=== Task item ===
Would you repeat exactly the part of the listing below that runs from the line containing "of the electrical" down to the line containing "the light switch", inclusive, and nothing else?
Available records START
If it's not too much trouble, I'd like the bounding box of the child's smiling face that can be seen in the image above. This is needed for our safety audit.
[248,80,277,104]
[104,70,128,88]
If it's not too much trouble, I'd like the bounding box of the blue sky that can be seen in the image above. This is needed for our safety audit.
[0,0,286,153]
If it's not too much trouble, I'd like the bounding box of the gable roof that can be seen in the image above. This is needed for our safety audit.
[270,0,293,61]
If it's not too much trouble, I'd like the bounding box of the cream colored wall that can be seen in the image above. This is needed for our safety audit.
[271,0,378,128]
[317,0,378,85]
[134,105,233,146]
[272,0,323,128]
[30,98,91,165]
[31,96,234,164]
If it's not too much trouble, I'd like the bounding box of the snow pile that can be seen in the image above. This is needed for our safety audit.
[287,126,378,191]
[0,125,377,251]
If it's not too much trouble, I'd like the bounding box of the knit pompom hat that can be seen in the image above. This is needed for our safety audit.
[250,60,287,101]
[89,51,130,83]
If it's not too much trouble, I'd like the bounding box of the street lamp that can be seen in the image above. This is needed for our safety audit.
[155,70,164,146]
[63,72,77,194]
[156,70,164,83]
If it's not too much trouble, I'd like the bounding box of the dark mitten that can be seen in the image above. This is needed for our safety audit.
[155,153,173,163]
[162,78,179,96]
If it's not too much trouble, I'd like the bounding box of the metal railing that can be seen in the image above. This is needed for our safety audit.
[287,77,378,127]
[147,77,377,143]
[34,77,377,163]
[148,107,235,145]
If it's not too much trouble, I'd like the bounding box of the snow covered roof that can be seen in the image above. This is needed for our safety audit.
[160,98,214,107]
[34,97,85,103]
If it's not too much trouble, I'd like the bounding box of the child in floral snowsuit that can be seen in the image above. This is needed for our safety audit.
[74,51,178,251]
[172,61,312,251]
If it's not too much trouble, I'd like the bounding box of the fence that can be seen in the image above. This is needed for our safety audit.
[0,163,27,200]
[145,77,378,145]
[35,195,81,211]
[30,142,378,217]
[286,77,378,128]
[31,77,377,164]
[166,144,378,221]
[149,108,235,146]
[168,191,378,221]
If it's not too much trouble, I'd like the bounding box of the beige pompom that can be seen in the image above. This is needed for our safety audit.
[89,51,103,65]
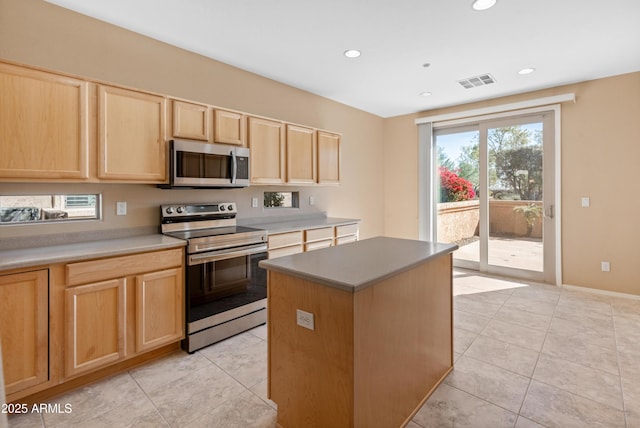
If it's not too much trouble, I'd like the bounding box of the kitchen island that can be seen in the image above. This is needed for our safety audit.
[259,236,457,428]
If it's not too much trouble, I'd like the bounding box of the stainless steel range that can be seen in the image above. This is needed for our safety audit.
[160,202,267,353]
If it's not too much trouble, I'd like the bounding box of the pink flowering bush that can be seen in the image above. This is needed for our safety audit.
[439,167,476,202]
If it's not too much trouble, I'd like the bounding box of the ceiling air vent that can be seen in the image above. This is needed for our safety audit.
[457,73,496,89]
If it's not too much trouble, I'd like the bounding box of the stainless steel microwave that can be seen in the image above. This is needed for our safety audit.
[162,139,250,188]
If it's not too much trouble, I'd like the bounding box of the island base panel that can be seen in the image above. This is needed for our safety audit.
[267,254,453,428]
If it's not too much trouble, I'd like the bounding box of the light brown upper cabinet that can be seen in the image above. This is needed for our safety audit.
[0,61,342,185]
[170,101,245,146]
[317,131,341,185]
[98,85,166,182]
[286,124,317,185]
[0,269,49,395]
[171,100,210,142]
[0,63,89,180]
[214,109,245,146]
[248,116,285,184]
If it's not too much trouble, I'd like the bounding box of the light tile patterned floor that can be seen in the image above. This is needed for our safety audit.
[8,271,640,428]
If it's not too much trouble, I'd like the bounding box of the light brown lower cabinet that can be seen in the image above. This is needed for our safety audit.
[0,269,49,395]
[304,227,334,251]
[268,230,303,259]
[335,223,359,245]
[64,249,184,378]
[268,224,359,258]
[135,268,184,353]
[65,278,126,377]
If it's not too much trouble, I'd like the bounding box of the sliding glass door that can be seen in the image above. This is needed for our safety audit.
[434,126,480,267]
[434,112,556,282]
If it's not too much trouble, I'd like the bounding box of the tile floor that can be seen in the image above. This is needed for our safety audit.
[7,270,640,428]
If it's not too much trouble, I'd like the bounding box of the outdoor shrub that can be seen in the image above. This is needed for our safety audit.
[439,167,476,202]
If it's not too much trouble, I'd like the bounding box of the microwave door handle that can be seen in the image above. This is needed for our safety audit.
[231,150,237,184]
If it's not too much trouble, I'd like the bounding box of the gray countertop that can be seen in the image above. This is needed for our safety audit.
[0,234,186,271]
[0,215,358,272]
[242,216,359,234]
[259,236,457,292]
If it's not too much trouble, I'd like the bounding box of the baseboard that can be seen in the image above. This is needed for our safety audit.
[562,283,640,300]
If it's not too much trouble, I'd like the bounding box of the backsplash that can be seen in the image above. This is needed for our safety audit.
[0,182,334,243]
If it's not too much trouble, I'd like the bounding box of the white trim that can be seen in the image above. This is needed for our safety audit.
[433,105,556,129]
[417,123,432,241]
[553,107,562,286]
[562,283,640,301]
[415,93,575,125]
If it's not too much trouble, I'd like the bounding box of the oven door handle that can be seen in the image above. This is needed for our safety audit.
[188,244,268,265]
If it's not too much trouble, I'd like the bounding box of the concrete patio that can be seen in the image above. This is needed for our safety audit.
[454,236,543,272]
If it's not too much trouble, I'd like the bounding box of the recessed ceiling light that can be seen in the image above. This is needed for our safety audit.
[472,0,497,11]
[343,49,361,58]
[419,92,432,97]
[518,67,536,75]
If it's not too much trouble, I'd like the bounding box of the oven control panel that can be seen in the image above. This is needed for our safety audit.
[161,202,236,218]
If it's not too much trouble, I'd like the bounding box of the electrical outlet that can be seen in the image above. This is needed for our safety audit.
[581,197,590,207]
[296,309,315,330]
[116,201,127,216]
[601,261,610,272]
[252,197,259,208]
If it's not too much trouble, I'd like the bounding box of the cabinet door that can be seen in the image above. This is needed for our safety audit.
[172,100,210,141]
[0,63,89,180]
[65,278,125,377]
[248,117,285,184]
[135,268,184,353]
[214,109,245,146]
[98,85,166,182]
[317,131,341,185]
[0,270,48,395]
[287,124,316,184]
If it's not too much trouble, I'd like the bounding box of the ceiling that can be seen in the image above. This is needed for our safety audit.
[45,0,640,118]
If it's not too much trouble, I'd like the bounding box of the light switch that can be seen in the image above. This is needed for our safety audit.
Available records END
Available records START
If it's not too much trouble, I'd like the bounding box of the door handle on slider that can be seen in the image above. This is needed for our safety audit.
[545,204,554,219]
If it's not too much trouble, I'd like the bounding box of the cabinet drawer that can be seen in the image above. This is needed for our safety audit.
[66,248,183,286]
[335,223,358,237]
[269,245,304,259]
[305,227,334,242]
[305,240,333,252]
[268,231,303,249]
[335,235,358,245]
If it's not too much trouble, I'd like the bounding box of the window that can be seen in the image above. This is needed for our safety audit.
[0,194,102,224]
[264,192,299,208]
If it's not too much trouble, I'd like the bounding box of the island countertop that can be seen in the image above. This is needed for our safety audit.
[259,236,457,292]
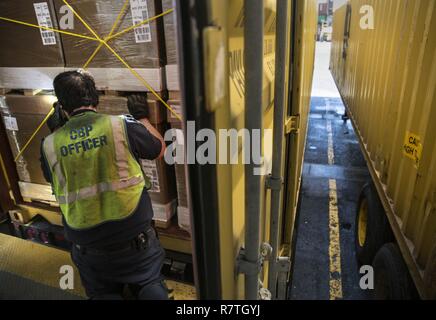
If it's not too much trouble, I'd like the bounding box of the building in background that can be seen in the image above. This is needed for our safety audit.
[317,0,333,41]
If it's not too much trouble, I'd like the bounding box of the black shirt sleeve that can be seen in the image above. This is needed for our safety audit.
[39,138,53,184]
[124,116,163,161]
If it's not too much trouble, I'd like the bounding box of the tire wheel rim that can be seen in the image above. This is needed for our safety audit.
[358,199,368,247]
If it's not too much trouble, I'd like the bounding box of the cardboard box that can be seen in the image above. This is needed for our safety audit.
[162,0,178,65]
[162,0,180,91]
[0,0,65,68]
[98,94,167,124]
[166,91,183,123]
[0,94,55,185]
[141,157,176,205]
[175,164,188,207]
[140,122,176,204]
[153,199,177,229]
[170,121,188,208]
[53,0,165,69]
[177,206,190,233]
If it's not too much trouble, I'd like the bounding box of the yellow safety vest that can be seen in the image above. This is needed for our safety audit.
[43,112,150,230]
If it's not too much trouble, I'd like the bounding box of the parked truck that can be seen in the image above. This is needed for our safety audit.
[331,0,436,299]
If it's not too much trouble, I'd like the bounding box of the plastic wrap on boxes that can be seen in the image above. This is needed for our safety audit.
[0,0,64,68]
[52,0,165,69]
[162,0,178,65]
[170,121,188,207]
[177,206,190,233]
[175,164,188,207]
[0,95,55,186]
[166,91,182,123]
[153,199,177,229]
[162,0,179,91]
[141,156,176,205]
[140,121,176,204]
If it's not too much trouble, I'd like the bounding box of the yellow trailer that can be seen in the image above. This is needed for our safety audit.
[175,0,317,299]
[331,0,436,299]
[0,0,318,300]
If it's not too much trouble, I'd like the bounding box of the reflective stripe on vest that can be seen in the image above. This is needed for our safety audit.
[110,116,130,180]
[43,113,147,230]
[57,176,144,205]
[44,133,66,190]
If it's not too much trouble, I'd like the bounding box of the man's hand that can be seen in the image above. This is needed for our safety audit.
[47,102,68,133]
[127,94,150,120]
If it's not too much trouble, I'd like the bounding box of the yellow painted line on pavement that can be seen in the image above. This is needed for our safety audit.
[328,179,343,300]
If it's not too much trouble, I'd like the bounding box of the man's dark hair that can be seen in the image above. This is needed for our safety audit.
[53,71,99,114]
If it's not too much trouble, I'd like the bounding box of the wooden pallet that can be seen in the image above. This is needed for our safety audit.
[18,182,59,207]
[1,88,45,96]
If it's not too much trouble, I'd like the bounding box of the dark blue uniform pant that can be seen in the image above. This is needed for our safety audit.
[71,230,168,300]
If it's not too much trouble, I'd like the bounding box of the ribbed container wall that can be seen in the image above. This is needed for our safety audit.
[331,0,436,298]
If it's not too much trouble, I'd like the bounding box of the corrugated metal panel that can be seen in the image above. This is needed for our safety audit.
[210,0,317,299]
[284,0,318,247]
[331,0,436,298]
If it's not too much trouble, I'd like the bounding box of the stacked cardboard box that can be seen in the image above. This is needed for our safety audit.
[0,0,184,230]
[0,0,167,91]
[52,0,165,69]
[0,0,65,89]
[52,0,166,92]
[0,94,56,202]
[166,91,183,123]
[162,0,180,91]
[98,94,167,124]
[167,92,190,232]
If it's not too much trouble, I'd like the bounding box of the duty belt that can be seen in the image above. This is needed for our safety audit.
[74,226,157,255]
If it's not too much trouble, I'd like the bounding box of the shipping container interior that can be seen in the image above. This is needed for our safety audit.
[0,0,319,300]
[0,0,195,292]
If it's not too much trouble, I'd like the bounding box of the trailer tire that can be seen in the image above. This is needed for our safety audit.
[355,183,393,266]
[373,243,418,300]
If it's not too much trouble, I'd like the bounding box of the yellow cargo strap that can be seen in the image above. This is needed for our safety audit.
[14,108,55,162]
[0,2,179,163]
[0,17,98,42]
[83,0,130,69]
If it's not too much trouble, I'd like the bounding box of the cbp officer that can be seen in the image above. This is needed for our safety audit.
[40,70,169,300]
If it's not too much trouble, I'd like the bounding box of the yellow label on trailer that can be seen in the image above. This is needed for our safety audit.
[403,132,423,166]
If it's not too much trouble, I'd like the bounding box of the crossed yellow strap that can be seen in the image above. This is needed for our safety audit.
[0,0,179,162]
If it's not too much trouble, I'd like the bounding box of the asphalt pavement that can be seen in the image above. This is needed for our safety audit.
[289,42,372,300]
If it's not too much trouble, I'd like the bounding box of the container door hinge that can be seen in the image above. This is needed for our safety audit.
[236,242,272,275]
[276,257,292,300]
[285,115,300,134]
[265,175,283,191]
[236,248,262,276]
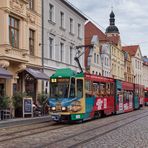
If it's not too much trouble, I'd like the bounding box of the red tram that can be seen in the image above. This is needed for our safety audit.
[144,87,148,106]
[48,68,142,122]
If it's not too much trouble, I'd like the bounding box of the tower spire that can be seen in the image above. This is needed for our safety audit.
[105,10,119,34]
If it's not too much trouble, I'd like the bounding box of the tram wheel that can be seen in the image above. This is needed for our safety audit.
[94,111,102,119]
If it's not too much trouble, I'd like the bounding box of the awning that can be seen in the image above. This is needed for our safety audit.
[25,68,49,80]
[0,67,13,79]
Available records END
=== Task result ===
If it's not too much trouble, I'd like the bounding box of the electrical outlet that can be seen in the image above. This is needed for our safety audit.
[581,197,590,207]
[296,309,315,330]
[116,201,127,216]
[601,261,610,272]
[252,197,259,208]
If it's not too much trouble, I'd like the bounding box of the cabinet door that can be seen in the image above. This is needed for our safety audit.
[172,100,210,141]
[0,63,89,180]
[65,278,125,377]
[248,117,285,184]
[135,268,184,353]
[214,109,245,146]
[98,85,166,182]
[317,131,341,185]
[0,270,48,395]
[287,124,316,184]
If it's not too much trouble, I'd like the bounding box of the ceiling that can be seen in the image above. This is needed for our safety audit.
[45,0,640,118]
If it's not too much trouble, I'd like the bounding box of the light switch that can be seen in the image above. This is needed for our safety audit.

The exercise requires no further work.